** Opening Records shown block **
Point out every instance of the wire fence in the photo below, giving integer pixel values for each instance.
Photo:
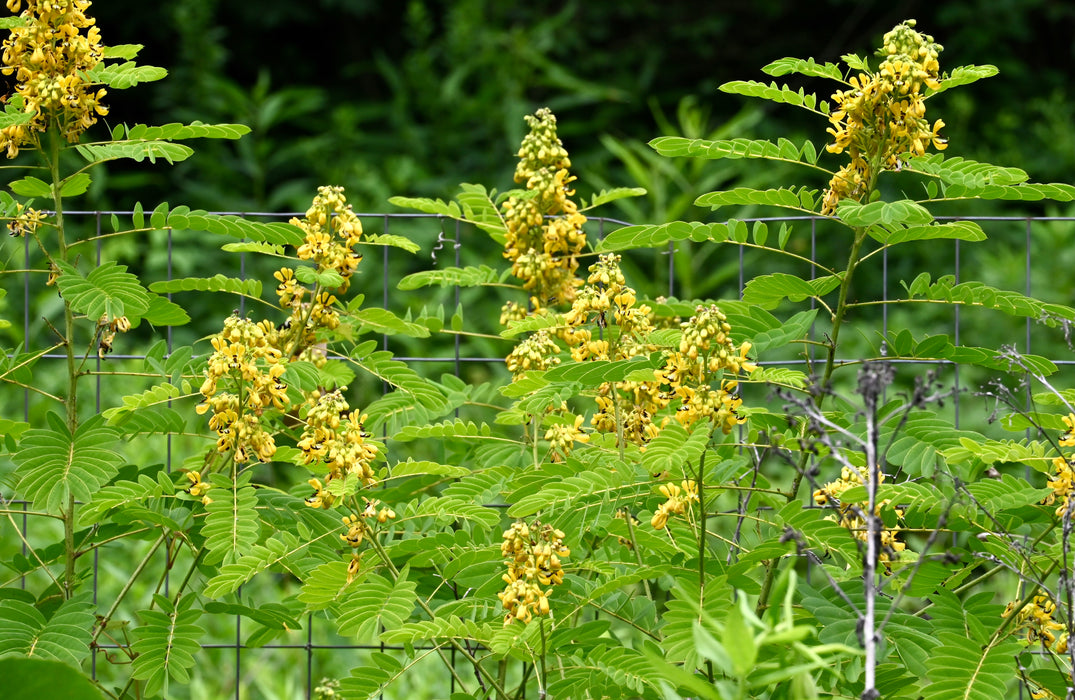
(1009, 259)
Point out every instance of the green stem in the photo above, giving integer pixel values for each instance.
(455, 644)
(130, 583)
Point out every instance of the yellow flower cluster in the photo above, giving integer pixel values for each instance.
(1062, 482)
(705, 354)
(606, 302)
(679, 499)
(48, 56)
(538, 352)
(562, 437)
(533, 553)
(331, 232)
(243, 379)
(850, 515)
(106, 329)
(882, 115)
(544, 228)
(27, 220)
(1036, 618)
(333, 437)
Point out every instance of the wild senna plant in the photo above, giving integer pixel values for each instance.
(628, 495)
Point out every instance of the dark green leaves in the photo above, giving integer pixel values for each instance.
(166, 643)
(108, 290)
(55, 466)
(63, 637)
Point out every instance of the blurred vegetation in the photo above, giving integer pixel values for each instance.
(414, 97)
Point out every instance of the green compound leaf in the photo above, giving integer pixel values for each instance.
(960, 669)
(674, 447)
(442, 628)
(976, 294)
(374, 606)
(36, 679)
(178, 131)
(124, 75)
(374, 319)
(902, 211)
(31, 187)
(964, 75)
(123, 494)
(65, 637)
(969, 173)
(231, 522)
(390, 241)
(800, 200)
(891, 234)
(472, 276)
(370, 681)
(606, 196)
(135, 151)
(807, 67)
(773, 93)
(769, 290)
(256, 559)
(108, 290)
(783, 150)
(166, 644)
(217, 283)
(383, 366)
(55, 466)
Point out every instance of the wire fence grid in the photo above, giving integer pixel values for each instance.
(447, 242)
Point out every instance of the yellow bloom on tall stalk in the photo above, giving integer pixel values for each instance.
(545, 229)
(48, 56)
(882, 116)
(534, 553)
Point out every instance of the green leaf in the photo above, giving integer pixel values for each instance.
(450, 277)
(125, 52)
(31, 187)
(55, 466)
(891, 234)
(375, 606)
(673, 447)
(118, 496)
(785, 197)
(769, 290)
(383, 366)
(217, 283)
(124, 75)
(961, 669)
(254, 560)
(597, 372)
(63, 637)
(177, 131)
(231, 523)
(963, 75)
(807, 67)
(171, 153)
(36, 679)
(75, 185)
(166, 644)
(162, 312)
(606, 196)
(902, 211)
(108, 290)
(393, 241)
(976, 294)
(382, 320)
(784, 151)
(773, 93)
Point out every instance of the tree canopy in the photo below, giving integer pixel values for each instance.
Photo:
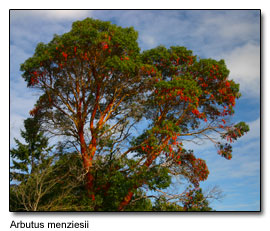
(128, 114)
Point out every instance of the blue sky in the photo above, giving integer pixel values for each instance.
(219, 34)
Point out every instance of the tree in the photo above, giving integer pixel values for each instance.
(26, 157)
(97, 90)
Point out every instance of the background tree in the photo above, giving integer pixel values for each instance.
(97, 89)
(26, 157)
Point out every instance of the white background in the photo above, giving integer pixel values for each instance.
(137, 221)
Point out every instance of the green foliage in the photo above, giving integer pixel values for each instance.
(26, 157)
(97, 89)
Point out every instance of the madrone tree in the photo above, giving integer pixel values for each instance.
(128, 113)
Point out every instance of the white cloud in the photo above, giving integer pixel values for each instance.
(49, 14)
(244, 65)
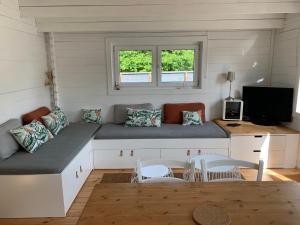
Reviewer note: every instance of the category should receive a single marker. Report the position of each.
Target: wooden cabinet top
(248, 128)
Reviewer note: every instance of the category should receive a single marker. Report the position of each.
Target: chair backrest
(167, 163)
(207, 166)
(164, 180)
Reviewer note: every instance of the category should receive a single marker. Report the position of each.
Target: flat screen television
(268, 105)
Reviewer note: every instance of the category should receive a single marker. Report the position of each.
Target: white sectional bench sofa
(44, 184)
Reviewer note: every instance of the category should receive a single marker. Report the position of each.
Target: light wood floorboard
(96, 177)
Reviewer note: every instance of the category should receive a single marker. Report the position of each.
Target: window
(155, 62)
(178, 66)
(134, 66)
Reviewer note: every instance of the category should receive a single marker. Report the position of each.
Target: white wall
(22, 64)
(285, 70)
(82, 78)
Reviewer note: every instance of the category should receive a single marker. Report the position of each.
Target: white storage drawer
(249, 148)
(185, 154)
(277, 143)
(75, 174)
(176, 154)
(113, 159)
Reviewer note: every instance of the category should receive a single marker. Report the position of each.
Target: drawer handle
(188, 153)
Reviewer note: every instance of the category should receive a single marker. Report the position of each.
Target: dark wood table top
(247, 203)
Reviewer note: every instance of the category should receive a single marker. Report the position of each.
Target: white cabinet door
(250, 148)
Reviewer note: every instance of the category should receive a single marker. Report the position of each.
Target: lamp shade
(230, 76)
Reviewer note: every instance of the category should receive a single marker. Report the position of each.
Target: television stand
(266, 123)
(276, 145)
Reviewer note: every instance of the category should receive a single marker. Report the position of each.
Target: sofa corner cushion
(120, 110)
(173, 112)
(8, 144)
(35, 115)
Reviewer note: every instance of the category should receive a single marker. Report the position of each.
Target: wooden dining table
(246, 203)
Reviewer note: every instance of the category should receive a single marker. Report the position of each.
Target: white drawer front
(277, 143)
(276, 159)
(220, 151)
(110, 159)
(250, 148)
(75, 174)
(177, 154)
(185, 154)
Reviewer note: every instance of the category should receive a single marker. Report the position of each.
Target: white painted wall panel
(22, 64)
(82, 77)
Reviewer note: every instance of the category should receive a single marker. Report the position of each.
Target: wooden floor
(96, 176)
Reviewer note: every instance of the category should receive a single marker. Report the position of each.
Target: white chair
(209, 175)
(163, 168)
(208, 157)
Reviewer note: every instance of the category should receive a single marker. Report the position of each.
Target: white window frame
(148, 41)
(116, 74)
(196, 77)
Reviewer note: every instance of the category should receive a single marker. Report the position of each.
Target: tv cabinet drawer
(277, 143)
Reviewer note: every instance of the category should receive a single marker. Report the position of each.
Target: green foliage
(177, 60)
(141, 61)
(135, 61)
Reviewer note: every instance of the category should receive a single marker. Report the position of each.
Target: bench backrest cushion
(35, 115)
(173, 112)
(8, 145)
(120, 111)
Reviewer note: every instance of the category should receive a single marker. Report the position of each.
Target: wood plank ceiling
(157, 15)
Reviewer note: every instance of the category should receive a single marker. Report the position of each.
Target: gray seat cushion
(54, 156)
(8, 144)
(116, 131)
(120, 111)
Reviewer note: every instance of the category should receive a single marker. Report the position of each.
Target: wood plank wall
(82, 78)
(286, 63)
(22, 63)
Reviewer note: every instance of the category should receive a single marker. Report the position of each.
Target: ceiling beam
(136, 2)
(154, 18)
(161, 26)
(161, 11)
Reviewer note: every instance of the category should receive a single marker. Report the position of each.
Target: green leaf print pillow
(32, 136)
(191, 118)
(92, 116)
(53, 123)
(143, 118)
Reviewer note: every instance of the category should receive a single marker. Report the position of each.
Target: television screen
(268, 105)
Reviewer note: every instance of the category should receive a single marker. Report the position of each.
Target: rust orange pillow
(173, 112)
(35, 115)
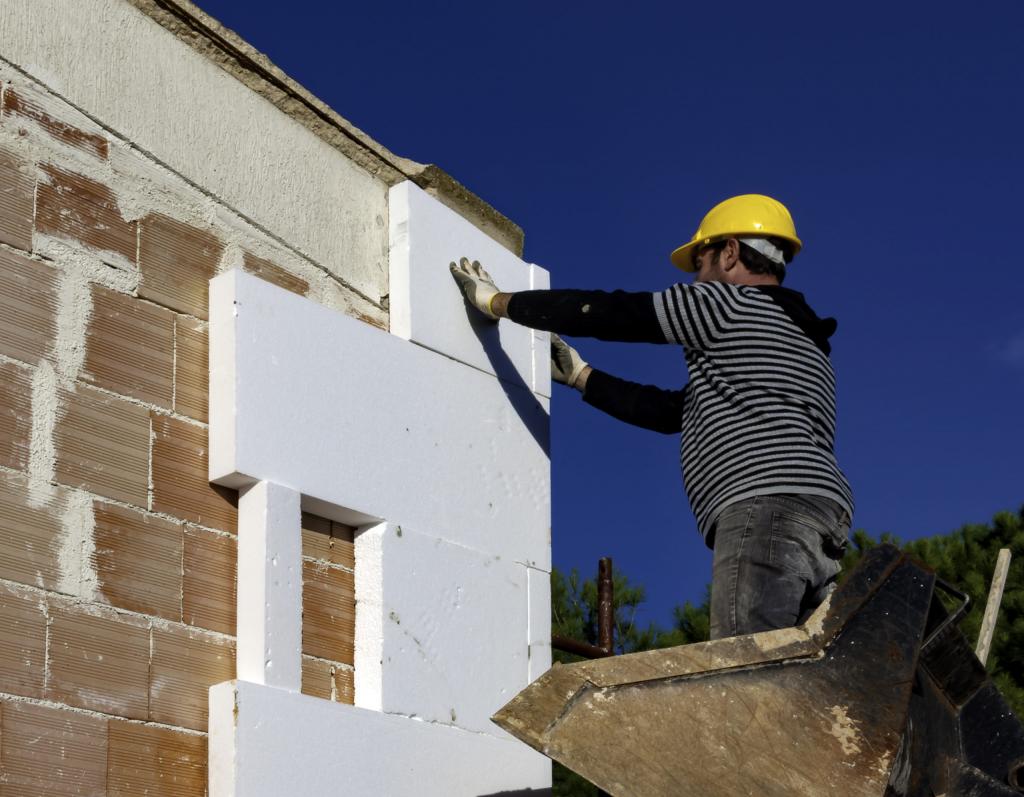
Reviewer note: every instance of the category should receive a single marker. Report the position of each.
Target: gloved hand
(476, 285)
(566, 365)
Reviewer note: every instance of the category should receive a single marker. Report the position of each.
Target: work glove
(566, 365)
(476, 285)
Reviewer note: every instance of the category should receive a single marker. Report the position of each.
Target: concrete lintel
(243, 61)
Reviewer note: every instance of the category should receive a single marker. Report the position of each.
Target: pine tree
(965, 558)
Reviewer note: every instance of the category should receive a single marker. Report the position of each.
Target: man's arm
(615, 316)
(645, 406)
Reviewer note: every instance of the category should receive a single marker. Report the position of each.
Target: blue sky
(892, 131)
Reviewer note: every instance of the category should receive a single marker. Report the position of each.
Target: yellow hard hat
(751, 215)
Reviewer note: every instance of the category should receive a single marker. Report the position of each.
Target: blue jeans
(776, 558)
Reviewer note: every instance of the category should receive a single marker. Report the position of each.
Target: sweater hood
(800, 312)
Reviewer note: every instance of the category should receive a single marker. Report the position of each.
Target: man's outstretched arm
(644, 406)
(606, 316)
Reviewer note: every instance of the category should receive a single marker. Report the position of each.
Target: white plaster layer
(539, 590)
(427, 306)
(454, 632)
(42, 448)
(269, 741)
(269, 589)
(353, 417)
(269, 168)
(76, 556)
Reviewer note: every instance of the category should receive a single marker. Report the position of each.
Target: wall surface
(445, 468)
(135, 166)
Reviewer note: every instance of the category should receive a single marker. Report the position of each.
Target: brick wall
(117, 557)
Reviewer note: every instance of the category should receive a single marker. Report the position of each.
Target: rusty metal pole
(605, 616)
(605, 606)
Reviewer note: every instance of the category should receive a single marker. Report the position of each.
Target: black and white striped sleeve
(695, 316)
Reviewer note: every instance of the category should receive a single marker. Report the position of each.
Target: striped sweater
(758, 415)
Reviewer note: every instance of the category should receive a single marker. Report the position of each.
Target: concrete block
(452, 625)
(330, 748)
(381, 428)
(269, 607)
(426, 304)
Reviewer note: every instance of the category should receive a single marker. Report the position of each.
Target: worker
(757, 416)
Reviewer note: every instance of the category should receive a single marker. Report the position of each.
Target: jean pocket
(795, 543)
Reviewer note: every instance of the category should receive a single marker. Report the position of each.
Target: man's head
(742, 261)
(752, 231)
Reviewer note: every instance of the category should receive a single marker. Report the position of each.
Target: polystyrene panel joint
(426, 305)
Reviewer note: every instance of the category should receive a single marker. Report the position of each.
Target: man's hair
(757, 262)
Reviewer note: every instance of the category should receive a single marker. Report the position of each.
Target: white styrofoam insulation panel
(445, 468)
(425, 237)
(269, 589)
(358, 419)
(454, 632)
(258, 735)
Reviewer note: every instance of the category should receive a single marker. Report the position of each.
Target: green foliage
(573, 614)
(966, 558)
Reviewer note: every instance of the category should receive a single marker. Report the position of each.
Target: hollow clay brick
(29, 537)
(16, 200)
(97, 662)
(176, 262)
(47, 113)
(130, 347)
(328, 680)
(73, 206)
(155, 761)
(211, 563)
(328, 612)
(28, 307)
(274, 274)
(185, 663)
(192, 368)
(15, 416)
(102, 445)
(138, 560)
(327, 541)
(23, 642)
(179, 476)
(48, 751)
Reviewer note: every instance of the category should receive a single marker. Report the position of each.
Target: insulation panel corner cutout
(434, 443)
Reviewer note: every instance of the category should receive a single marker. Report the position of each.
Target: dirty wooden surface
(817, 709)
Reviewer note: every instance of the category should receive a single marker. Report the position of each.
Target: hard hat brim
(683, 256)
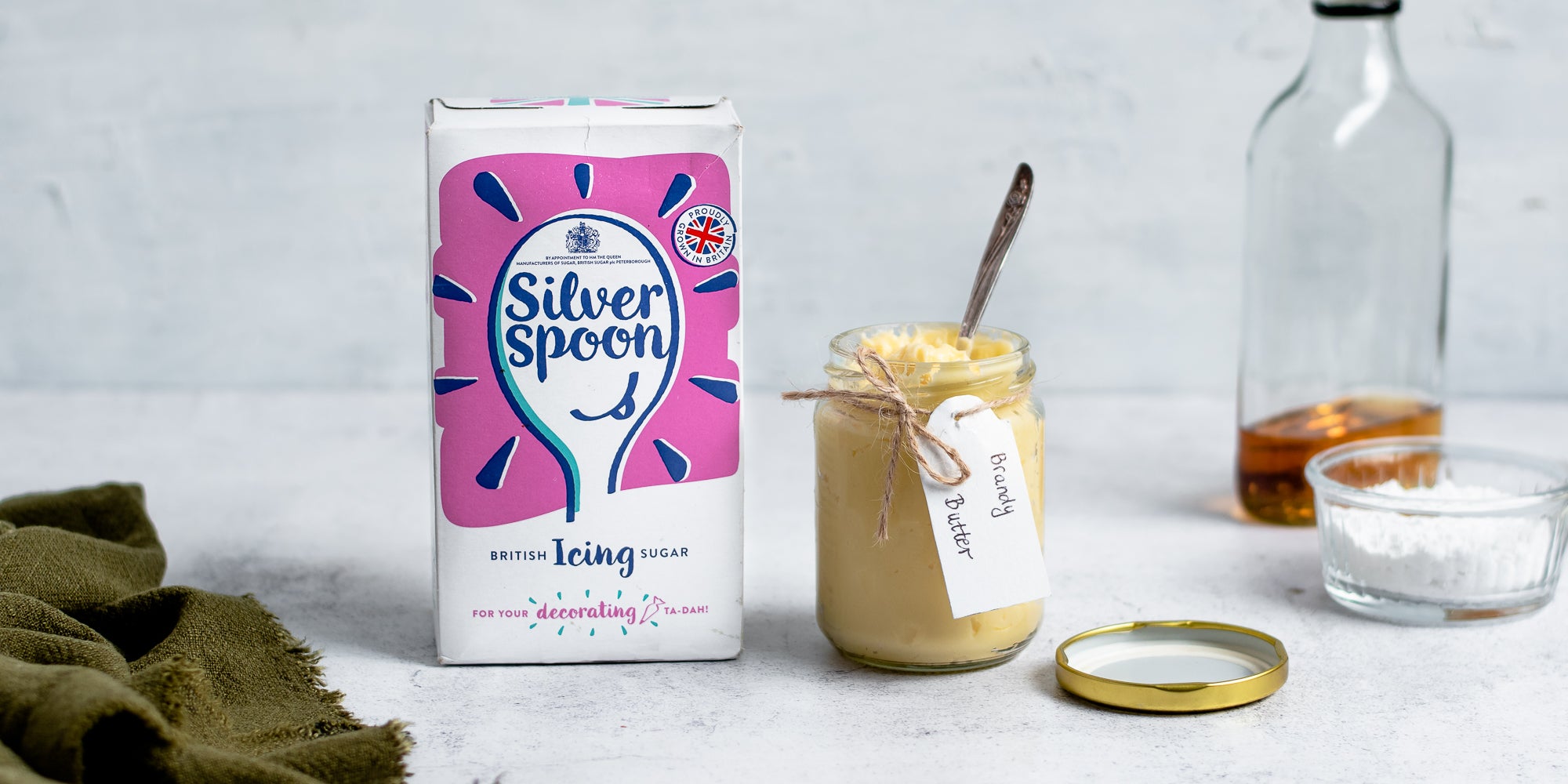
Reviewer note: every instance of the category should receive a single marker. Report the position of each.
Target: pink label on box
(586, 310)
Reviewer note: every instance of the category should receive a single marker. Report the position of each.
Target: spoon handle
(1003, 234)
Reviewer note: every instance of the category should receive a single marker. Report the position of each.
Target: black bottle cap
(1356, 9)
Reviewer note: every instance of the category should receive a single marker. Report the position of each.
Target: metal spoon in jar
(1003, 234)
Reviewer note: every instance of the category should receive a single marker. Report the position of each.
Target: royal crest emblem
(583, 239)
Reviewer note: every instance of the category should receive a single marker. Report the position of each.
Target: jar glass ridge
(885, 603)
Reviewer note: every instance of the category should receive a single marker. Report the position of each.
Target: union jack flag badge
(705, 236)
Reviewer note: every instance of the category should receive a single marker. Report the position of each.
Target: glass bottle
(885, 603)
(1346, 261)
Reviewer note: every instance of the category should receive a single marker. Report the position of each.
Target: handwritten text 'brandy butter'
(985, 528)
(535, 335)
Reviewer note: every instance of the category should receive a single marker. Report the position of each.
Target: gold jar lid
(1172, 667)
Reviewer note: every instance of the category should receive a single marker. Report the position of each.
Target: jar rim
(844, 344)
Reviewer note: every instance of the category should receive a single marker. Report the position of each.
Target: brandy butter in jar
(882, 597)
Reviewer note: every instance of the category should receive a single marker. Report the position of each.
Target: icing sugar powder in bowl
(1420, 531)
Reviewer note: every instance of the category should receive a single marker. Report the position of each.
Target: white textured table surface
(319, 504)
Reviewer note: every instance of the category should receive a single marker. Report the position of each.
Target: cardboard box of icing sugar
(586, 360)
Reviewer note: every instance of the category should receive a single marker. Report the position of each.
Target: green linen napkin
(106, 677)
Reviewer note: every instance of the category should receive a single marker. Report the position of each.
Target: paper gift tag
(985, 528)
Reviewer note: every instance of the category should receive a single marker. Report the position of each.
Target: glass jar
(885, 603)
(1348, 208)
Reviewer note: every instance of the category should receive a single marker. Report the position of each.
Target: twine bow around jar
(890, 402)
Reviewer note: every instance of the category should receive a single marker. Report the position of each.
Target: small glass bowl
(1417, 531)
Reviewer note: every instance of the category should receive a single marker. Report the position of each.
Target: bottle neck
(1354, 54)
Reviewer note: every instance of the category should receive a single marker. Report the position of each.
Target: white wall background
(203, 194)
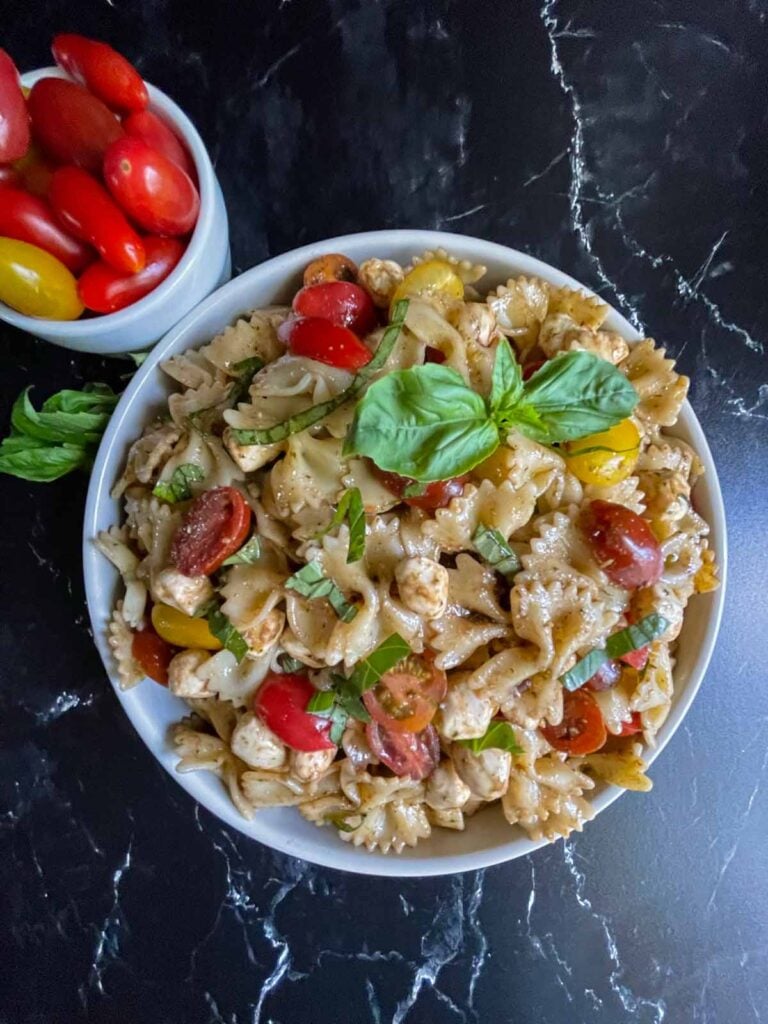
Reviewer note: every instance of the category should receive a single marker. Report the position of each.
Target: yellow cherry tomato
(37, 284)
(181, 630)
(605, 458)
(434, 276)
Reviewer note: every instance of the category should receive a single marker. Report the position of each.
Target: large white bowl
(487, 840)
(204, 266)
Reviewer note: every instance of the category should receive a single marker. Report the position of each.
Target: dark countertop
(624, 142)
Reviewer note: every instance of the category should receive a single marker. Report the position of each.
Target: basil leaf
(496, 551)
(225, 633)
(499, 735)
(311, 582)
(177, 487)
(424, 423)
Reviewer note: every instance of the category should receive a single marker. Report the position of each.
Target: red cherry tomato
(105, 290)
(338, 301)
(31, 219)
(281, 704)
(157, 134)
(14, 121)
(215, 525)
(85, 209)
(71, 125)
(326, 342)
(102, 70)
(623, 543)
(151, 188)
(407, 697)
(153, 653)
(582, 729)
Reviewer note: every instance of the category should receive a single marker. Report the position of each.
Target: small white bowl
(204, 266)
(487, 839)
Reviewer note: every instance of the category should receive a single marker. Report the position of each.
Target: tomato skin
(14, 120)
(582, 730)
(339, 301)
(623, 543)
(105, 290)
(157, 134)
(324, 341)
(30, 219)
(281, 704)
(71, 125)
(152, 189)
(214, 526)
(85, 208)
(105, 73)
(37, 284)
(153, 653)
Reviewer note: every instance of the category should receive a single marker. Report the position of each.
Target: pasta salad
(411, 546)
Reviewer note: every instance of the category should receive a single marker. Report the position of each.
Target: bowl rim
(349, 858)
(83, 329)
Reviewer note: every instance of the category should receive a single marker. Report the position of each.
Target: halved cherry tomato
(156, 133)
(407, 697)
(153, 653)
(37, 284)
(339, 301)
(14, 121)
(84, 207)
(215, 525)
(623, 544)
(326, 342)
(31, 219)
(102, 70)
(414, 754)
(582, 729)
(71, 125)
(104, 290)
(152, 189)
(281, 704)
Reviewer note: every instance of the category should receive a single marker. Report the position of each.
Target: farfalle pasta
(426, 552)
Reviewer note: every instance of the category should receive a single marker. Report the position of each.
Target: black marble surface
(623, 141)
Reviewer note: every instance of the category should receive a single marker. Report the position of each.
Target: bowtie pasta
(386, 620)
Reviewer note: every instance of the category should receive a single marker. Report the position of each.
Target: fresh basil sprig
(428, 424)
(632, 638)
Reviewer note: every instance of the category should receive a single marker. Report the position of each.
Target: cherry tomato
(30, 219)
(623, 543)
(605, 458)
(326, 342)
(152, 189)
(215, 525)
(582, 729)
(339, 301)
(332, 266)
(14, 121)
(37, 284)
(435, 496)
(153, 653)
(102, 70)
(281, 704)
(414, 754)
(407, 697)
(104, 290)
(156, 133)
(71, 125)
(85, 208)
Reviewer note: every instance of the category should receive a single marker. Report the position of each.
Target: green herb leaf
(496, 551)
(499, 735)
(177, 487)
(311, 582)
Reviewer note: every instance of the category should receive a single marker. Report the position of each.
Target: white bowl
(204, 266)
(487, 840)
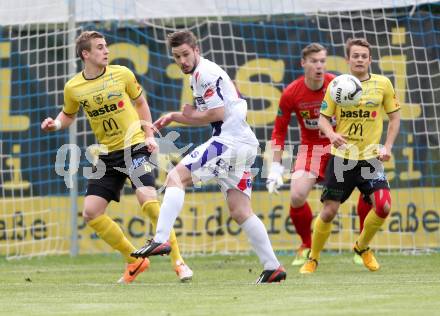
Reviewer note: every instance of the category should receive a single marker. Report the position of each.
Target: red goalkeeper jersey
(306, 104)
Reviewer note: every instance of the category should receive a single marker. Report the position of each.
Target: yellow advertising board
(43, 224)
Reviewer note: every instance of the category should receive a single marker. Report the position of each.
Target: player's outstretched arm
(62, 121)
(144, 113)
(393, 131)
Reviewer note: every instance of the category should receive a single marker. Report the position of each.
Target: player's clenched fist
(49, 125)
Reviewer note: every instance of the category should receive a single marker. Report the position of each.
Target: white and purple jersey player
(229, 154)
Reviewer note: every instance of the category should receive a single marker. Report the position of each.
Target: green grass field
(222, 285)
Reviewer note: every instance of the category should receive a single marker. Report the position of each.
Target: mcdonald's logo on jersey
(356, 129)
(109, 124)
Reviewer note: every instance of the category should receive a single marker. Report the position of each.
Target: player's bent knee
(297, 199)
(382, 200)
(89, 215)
** Closing Records shown block **
Instructions for the task
Only the lines from the one holding "Target: white bowl" through the last line of the records should be output, please, exactly and without any pictures.

Exercise answer
Target: white bowl
(204, 266)
(487, 840)
Reviewer note: every instance of the category should receive a single marker. Report the position of each.
Target: red goalkeeper jersey
(306, 104)
Reviewer note: every instance of the category should receive a single marker. Report the position of each.
Target: yellow advertising board
(43, 224)
Reviewer note: every instance of the category should receive a single marker. Report the position of each.
Target: player's outstretched arm
(62, 121)
(144, 113)
(393, 131)
Reviewer note: every instance of the category should receive a single marker. Report the position of each.
Target: player's clenched fist
(49, 125)
Reviewer note: every instance of the category should receive a single marker. Report the position of each.
Target: white and purple jersey player
(229, 154)
Reviewer note: every instance of the category should receive a single marker. Report the position of each.
Target: green grass field
(222, 285)
Reviewer note: every instance of the category should receive a single marker. Report the position of each.
Target: mcdonald's logo on jersey
(356, 129)
(109, 124)
Reviewer note: every instance of the category should receive a single marker. Report the position of each.
Target: player's bent knee
(297, 199)
(382, 200)
(89, 215)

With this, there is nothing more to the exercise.